◆ CHALLENGE:
Put each line of the rows below into a JSON list of strings, one string per line, with blank lines left out. Leave the pictures out of the list.

◆ DATA ENTRIES:
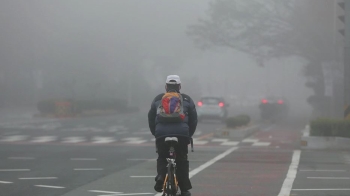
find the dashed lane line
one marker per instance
(292, 173)
(88, 169)
(83, 159)
(142, 176)
(13, 170)
(38, 178)
(21, 158)
(5, 182)
(47, 186)
(329, 178)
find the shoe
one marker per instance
(159, 185)
(185, 193)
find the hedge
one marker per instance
(237, 121)
(330, 127)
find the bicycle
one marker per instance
(170, 185)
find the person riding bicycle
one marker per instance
(183, 130)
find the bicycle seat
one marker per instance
(170, 140)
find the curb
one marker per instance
(320, 142)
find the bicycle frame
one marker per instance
(170, 178)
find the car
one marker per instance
(273, 108)
(213, 108)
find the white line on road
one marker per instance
(321, 189)
(261, 144)
(54, 187)
(5, 182)
(103, 140)
(88, 169)
(142, 176)
(330, 178)
(322, 170)
(207, 164)
(119, 194)
(39, 178)
(43, 139)
(21, 158)
(83, 159)
(14, 170)
(73, 139)
(249, 140)
(141, 159)
(14, 138)
(98, 191)
(292, 172)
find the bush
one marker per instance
(237, 121)
(330, 127)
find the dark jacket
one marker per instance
(182, 129)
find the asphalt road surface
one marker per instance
(115, 155)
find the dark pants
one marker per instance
(182, 164)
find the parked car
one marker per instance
(212, 107)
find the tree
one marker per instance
(268, 29)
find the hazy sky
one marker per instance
(110, 34)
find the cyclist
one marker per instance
(183, 130)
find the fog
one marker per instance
(86, 49)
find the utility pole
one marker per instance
(345, 5)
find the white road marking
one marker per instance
(54, 187)
(229, 144)
(136, 141)
(43, 139)
(292, 172)
(21, 158)
(83, 159)
(3, 170)
(323, 170)
(142, 176)
(98, 191)
(249, 140)
(119, 194)
(88, 169)
(14, 138)
(320, 189)
(219, 140)
(131, 138)
(5, 182)
(73, 139)
(261, 144)
(330, 178)
(199, 142)
(39, 178)
(103, 140)
(212, 161)
(142, 133)
(198, 133)
(141, 159)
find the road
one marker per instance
(115, 155)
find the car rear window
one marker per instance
(210, 101)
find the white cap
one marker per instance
(176, 78)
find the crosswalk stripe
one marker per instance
(14, 138)
(43, 139)
(102, 140)
(73, 139)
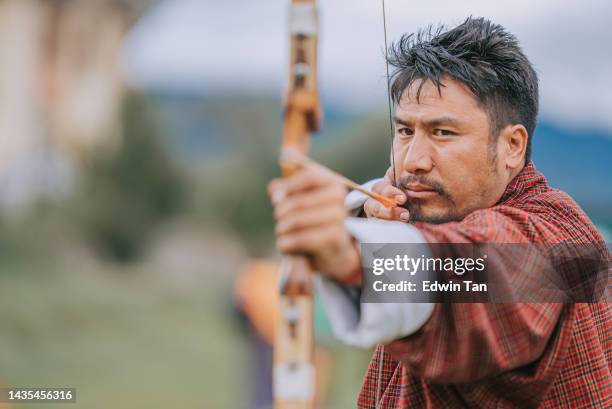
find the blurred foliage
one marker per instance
(239, 156)
(125, 194)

◆ TASK RESULT:
[
  "find the dashed lane line",
  "one marker per instance",
  "(292, 173)",
  "(88, 169)",
  "(83, 159)",
  "(142, 176)",
  "(13, 170)",
  "(38, 178)",
  "(21, 158)",
  "(5, 182)",
  "(47, 186)",
  "(329, 178)",
  "find the shoe",
  "one marker per instance",
  "(159, 185)",
  "(185, 193)",
  "find the hedge",
  "one marker per instance",
  "(237, 121)",
  "(330, 127)",
  "find the bicycle",
  "one marker per instance",
  "(170, 185)",
  "find the person riding bicycle",
  "one marker per instance",
  "(183, 130)",
  "find the bicycle seat",
  "one marker per instance",
  "(170, 140)",
  "find the curb",
  "one marker per instance",
  "(320, 142)",
  "find the bicycle frame",
  "one marker per instance",
  "(170, 178)",
  "find the car",
  "one marker per instance",
  "(273, 108)",
  "(213, 108)",
  "find the white line on road",
  "one marker per instance",
  "(321, 189)",
  "(261, 144)",
  "(54, 187)",
  "(5, 182)",
  "(103, 140)",
  "(88, 169)",
  "(142, 176)",
  "(330, 178)",
  "(322, 170)",
  "(207, 164)",
  "(119, 194)",
  "(39, 178)",
  "(43, 139)",
  "(21, 158)",
  "(83, 159)",
  "(14, 170)",
  "(73, 139)",
  "(249, 140)",
  "(141, 159)",
  "(14, 138)",
  "(98, 191)",
  "(292, 172)",
  "find the bush",
  "one marker per instance",
  "(237, 121)",
  "(330, 127)",
  "find the dark jacket",
  "one marker per instance",
  "(182, 129)",
  "find the asphalt road surface",
  "one marker per instance",
  "(115, 155)",
  "find the dark pants",
  "one marker per instance",
  "(182, 164)",
  "find the parked car",
  "one marker per instance",
  "(212, 107)",
  "find the tree",
  "one marker per instance",
  "(268, 29)",
  "find the hazy sky",
  "one marker per instance",
  "(110, 34)",
  "find the cyclist",
  "one marker per instance",
  "(183, 130)",
  "find the fog",
  "one marker per instance",
  "(86, 49)",
  "find the utility pole",
  "one marker per instance",
  "(345, 5)",
  "find the white road marking",
  "one marker per instance",
  "(54, 187)",
  "(229, 144)",
  "(136, 141)",
  "(43, 139)",
  "(292, 172)",
  "(21, 158)",
  "(83, 159)",
  "(3, 170)",
  "(323, 170)",
  "(142, 176)",
  "(98, 191)",
  "(249, 140)",
  "(119, 194)",
  "(88, 169)",
  "(14, 138)",
  "(320, 189)",
  "(219, 140)",
  "(131, 138)",
  "(5, 182)",
  "(73, 139)",
  "(261, 144)",
  "(330, 178)",
  "(199, 142)",
  "(39, 178)",
  "(103, 140)",
  "(212, 161)",
  "(142, 133)",
  "(198, 133)",
  "(141, 159)",
  "find the road",
  "one marker per instance",
  "(115, 155)",
  "find the car rear window",
  "one marker per instance",
  "(210, 101)",
  "find the white cap",
  "one marker per instance",
  "(176, 78)",
  "find the crosswalk stripe",
  "one marker per instance",
  "(14, 138)",
  "(43, 139)",
  "(102, 140)",
  "(73, 139)",
  "find the blurred foliage",
  "one marker per instance",
  "(239, 156)",
  "(125, 194)"
]